Brief: Report every line in the listing that contains the word "awning", copying each line in full.

Location labeling records:
#####

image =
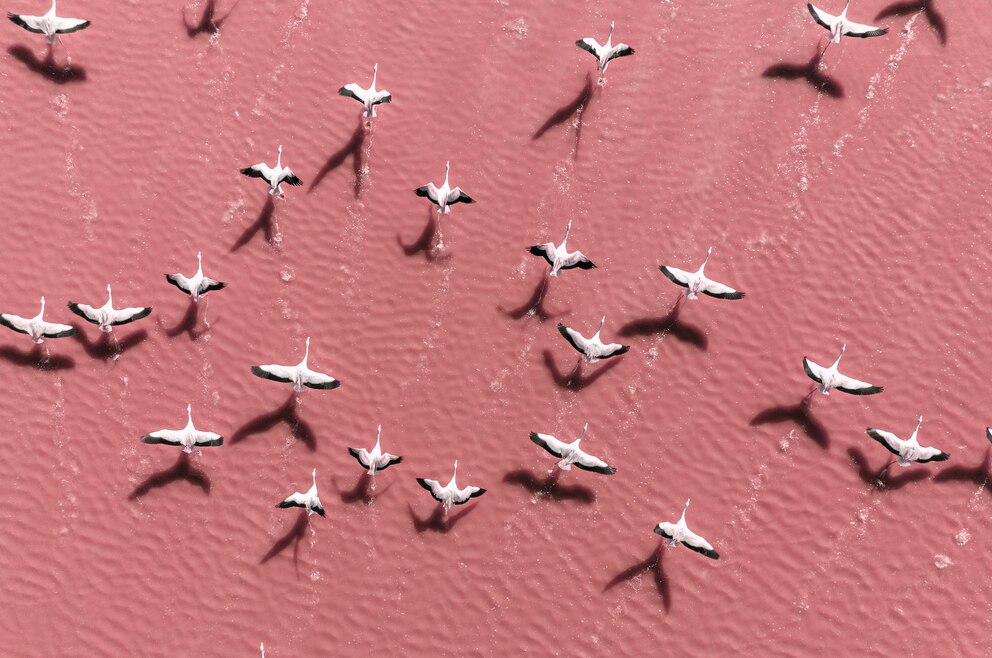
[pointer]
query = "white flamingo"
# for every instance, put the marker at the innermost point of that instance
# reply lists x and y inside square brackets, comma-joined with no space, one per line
[910,450]
[679,532]
[188,437]
[450,494]
[50,25]
[559,257]
[107,316]
[197,285]
[829,378]
[309,500]
[274,176]
[299,375]
[696,282]
[606,52]
[36,327]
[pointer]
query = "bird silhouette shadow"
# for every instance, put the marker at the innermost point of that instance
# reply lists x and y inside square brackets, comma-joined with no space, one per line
[975,474]
[287,413]
[293,537]
[653,563]
[933,17]
[438,521]
[354,150]
[262,223]
[549,486]
[880,478]
[188,323]
[104,348]
[36,358]
[47,68]
[810,72]
[425,243]
[535,305]
[364,491]
[183,469]
[575,380]
[209,23]
[668,324]
[576,107]
[801,414]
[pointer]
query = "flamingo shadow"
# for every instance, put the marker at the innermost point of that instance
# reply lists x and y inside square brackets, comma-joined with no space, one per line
[652,563]
[535,305]
[437,521]
[933,17]
[362,492]
[104,349]
[286,413]
[292,538]
[36,358]
[669,324]
[577,107]
[574,380]
[808,71]
[425,243]
[801,414]
[976,475]
[47,68]
[208,23]
[183,469]
[262,223]
[549,487]
[879,478]
[352,149]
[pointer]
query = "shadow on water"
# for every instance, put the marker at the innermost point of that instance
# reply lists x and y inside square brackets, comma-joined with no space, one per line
[576,107]
[183,469]
[292,538]
[881,478]
[438,521]
[974,474]
[933,17]
[652,563]
[47,68]
[286,413]
[535,305]
[801,415]
[262,223]
[425,243]
[574,380]
[36,357]
[209,23]
[353,149]
[549,486]
[364,491]
[810,72]
[108,346]
[668,324]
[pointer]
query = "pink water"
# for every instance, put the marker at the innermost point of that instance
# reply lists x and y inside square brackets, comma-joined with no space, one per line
[856,213]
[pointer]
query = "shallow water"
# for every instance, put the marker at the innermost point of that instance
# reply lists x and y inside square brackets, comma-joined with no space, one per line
[855,213]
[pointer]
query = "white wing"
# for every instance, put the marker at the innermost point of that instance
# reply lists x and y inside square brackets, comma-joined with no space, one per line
[66,25]
[168,437]
[892,442]
[854,386]
[863,31]
[822,17]
[285,374]
[15,322]
[680,277]
[549,443]
[354,91]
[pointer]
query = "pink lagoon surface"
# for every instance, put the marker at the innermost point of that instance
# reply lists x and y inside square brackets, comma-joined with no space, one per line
[850,203]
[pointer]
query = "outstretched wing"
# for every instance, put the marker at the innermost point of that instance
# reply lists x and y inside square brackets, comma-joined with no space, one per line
[891,442]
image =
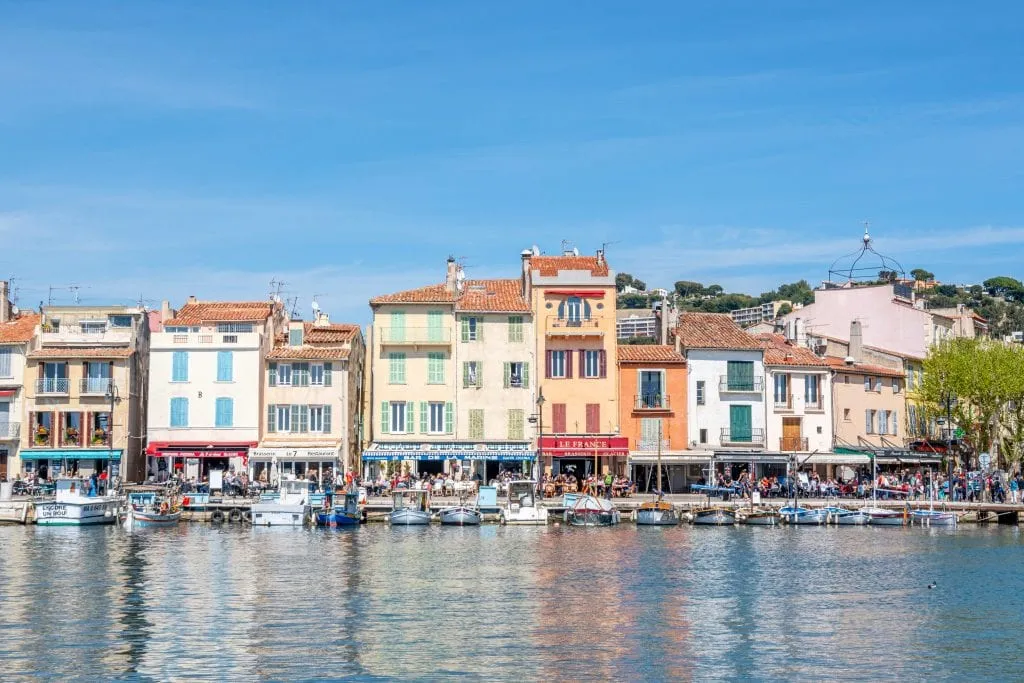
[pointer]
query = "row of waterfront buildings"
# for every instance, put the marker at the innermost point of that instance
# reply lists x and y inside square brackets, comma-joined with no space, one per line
[474,376]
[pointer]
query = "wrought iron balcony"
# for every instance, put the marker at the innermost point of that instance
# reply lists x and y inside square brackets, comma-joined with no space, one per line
[744,385]
[94,385]
[748,437]
[52,386]
[793,443]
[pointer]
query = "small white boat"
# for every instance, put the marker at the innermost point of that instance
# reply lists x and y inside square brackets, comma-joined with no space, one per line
[146,509]
[289,508]
[715,517]
[592,511]
[72,506]
[933,518]
[656,513]
[411,507]
[884,517]
[521,507]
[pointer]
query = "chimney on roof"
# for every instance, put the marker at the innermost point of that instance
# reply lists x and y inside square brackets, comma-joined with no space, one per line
[526,255]
[453,274]
[856,341]
[4,301]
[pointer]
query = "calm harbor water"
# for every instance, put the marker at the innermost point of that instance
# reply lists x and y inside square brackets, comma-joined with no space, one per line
[499,603]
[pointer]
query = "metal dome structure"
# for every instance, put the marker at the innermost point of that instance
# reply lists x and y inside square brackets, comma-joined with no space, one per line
[864,265]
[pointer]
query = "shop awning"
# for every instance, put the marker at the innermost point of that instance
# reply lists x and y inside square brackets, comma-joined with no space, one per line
[500,452]
[585,446]
[70,454]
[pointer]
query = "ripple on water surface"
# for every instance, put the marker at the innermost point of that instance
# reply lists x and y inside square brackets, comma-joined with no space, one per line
[510,603]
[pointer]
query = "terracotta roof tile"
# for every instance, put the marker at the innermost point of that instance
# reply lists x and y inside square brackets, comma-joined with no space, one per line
[648,353]
[428,294]
[712,331]
[493,295]
[221,311]
[779,351]
[551,265]
[861,368]
[20,330]
[82,352]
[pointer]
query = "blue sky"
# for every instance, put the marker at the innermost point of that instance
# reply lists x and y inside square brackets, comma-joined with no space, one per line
[158,150]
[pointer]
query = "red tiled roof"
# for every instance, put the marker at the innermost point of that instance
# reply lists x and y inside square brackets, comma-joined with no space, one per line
[221,311]
[20,330]
[779,351]
[712,331]
[551,265]
[648,353]
[82,352]
[493,295]
[861,368]
[428,294]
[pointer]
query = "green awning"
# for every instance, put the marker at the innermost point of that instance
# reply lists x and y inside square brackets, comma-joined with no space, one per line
[71,454]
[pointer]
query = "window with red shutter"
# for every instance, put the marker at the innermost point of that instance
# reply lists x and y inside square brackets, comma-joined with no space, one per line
[558,418]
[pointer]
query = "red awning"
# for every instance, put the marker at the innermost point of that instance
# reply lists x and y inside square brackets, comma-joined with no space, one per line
[585,446]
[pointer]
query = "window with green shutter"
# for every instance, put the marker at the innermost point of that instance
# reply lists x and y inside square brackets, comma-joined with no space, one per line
[396,368]
[435,368]
[516,424]
[476,423]
[515,328]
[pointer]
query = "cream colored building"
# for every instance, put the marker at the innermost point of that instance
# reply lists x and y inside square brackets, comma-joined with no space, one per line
[206,385]
[445,394]
[311,400]
[88,360]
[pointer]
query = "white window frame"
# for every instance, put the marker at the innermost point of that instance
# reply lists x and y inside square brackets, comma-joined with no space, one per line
[558,367]
[435,417]
[399,417]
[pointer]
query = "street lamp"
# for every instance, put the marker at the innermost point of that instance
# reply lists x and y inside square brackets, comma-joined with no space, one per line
[114,398]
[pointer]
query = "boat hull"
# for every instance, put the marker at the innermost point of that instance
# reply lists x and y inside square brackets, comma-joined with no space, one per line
[653,517]
[409,518]
[76,514]
[460,517]
[275,514]
[715,518]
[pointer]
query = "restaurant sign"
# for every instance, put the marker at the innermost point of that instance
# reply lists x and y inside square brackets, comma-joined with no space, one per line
[584,446]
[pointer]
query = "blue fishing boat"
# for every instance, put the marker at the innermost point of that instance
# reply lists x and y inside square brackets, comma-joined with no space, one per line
[345,514]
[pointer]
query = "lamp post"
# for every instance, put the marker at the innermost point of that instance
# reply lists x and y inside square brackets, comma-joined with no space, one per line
[114,398]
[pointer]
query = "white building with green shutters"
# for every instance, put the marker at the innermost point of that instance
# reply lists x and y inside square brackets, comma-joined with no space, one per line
[452,378]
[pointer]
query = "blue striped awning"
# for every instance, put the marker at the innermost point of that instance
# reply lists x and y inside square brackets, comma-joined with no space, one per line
[71,454]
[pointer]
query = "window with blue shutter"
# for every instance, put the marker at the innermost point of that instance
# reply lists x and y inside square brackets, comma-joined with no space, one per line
[179,367]
[179,412]
[225,367]
[225,413]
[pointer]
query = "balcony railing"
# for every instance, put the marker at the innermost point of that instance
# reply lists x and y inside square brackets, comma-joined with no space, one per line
[94,385]
[749,437]
[52,386]
[747,385]
[572,328]
[793,443]
[650,445]
[415,336]
[651,401]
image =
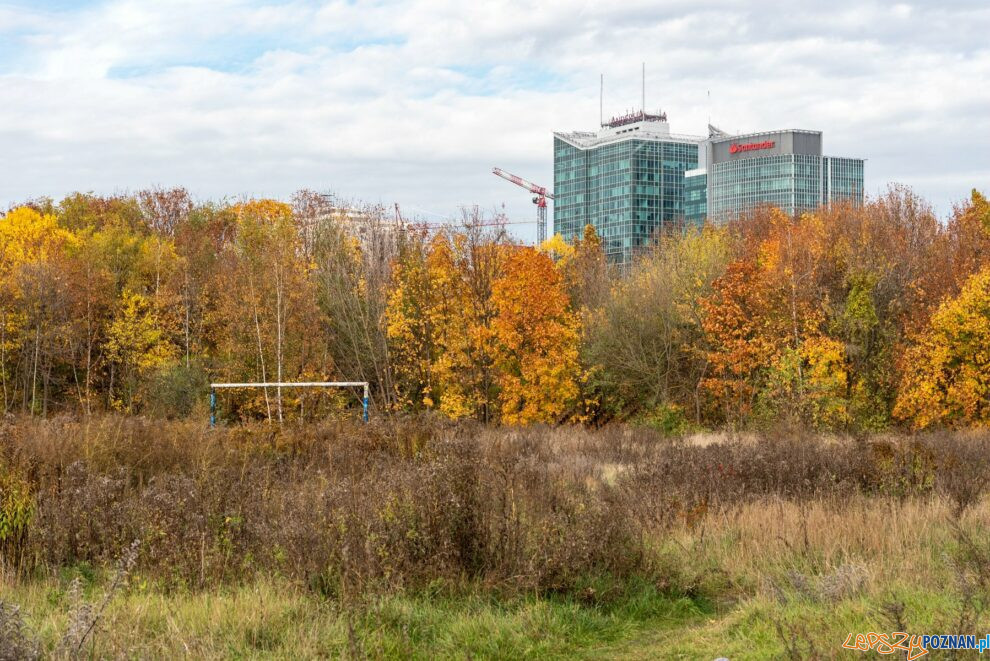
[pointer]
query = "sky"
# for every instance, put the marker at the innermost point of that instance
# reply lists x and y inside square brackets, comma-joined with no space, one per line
[414,102]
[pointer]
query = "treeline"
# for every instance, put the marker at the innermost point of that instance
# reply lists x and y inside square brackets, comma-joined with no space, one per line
[850,318]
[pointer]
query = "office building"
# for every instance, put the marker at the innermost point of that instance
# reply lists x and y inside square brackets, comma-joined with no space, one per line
[626,179]
[785,169]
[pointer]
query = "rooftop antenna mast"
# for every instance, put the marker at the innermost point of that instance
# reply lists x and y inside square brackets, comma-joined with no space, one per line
[601,101]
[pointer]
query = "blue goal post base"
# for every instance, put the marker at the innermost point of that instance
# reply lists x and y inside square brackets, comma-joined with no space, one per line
[296,384]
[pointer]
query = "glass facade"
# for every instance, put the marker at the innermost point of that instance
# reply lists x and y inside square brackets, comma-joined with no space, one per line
[696,198]
[842,179]
[792,182]
[629,190]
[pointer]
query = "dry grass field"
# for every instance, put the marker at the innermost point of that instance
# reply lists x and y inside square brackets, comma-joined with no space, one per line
[418,538]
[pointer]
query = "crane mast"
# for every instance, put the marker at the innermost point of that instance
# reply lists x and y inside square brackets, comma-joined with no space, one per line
[540,200]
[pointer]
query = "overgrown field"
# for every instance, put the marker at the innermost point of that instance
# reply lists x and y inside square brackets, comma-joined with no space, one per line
[423,538]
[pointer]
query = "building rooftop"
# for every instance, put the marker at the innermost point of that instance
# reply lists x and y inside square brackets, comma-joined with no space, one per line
[635,126]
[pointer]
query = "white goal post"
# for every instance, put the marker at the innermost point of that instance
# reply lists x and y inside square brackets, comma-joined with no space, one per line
[298,384]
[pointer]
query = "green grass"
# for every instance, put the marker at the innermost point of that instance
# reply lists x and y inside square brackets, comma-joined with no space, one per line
[281,620]
[746,585]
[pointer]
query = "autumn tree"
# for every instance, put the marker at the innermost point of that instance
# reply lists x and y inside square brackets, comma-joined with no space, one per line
[270,330]
[947,373]
[537,340]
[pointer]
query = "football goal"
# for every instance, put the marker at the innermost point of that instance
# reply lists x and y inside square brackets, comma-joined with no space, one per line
[304,384]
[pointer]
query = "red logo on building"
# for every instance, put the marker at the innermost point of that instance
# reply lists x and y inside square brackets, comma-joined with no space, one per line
[735,148]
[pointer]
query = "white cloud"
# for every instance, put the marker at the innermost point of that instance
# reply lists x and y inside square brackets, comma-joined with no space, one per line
[415,101]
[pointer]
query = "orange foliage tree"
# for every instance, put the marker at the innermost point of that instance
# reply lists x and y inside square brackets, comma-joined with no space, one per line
[537,339]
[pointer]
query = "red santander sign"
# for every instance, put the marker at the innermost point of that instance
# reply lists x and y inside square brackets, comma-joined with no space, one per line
[736,148]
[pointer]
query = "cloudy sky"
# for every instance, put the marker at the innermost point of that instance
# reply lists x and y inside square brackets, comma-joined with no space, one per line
[414,102]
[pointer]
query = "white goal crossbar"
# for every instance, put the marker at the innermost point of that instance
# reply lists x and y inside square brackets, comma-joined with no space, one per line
[296,384]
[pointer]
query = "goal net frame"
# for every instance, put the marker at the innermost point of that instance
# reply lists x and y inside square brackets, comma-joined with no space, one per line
[290,384]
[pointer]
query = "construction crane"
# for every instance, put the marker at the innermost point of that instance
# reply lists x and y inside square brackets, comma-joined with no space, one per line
[542,195]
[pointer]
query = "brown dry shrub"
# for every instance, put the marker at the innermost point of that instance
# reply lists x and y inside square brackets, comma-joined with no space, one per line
[401,503]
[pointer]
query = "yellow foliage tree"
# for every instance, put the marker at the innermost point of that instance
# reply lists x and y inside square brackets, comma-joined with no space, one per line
[33,303]
[946,374]
[135,346]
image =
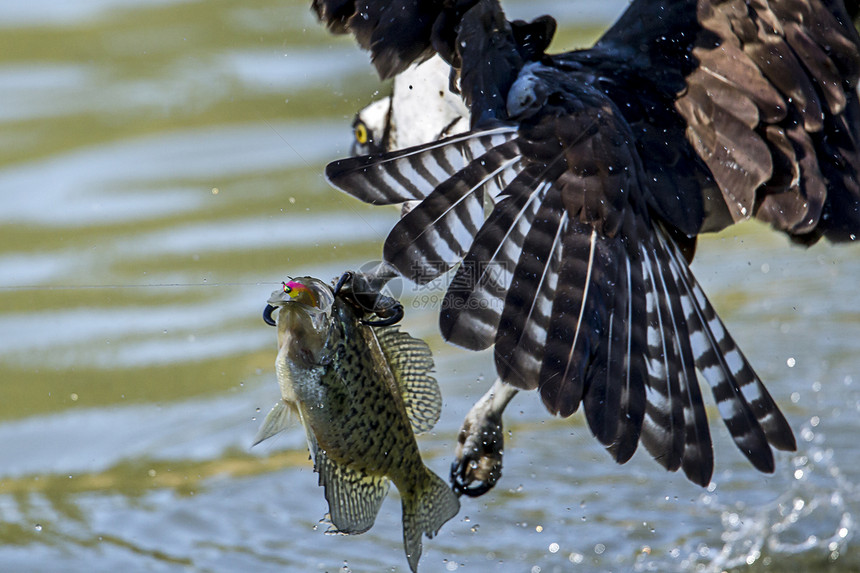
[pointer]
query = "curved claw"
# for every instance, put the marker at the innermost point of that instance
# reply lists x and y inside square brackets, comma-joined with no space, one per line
[461,484]
[267,315]
[388,320]
[347,276]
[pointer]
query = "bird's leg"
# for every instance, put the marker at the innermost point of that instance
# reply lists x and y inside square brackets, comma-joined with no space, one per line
[364,289]
[478,460]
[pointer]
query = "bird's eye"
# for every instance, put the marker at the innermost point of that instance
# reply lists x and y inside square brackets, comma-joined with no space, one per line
[361,135]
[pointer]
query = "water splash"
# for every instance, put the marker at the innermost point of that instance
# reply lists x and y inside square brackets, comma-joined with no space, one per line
[815,516]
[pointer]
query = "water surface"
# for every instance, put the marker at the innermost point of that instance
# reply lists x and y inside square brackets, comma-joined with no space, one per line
[160,173]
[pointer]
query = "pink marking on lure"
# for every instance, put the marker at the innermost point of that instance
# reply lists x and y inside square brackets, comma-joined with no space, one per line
[296,290]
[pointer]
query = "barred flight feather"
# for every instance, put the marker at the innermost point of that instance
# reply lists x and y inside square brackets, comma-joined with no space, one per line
[749,412]
[524,322]
[435,235]
[412,174]
[473,304]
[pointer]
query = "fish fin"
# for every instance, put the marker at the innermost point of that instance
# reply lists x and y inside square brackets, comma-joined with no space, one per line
[353,497]
[276,421]
[411,361]
[425,510]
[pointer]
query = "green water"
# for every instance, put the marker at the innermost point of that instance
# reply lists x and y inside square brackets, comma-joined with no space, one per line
[160,173]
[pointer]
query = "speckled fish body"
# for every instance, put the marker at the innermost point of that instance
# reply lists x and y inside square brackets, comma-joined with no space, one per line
[361,393]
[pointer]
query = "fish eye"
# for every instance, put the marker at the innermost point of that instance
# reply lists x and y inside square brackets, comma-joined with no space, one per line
[361,134]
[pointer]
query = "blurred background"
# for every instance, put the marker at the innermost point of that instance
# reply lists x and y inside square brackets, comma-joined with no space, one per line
[161,173]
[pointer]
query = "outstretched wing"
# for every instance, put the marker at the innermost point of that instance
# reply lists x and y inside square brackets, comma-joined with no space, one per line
[583,294]
[765,92]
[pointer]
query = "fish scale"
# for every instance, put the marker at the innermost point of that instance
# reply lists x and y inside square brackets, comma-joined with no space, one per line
[361,393]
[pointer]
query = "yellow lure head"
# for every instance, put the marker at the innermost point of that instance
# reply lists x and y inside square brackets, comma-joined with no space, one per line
[306,291]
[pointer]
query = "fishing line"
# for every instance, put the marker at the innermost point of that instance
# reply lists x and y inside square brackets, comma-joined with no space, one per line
[130,286]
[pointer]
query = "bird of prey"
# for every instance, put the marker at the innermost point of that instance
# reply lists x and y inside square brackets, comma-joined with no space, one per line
[569,210]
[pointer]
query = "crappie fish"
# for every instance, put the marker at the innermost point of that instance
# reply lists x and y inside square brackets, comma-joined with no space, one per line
[361,388]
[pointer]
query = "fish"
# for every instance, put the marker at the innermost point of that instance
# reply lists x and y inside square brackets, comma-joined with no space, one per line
[362,389]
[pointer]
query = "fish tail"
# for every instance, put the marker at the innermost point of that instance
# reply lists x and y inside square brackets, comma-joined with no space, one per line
[425,510]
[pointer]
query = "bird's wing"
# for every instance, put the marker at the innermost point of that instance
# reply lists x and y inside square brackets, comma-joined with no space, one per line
[584,295]
[766,94]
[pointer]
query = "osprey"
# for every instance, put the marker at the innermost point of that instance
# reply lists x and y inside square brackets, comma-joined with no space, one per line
[570,208]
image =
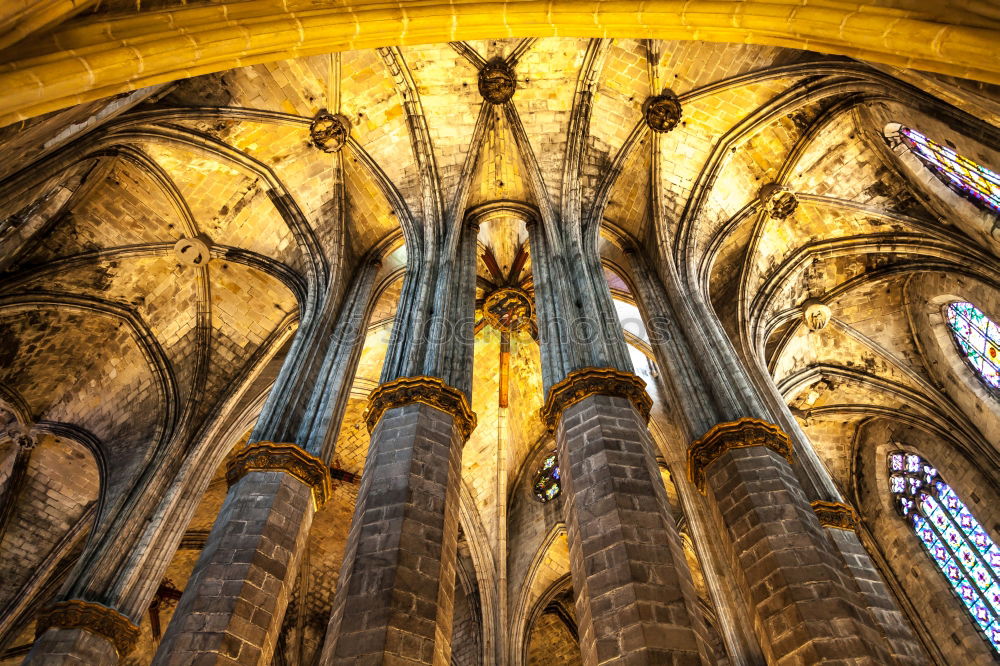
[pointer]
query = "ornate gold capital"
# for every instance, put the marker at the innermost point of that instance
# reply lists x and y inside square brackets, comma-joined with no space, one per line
[288,458]
[586,382]
[430,391]
[739,434]
[96,618]
[836,515]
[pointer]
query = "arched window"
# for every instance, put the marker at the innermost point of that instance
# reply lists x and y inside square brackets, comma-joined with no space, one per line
[547,479]
[979,340]
[960,547]
[971,180]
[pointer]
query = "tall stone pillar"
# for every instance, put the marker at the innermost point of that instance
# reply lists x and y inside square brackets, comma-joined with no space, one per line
[394,598]
[635,599]
[395,594]
[634,592]
[234,602]
[841,523]
[799,588]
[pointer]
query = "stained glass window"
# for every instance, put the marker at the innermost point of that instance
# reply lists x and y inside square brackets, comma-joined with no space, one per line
[978,338]
[547,479]
[955,540]
[971,180]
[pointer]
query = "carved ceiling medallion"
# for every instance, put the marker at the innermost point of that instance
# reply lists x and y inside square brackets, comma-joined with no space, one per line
[663,112]
[497,82]
[508,310]
[329,132]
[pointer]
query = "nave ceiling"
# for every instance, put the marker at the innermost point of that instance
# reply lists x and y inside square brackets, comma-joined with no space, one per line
[113,342]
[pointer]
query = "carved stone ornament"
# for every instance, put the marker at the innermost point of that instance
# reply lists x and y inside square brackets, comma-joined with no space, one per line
[816,314]
[288,458]
[193,251]
[96,618]
[497,82]
[662,112]
[740,434]
[430,391]
[586,382]
[329,132]
[836,515]
[508,310]
[778,201]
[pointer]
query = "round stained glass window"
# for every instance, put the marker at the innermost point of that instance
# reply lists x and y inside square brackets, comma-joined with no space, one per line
[978,338]
[547,479]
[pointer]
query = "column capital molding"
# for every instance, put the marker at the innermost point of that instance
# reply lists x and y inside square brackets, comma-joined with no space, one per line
[430,391]
[836,515]
[96,618]
[739,434]
[282,457]
[583,383]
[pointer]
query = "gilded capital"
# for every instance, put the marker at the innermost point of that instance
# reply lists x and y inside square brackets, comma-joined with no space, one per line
[837,515]
[586,382]
[96,618]
[288,458]
[739,434]
[430,391]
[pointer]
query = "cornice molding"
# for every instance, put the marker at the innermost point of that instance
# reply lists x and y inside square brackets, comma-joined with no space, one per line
[836,515]
[739,434]
[583,383]
[98,619]
[282,457]
[430,391]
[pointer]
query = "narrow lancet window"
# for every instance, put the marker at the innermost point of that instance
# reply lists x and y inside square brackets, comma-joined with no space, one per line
[978,338]
[955,540]
[973,181]
[547,479]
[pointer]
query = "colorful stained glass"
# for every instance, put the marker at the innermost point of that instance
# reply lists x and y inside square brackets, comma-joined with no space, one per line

#####

Exercise result:
query = "shop awning"
query = "green awning"
query = "red awning"
query = "blue striped awning"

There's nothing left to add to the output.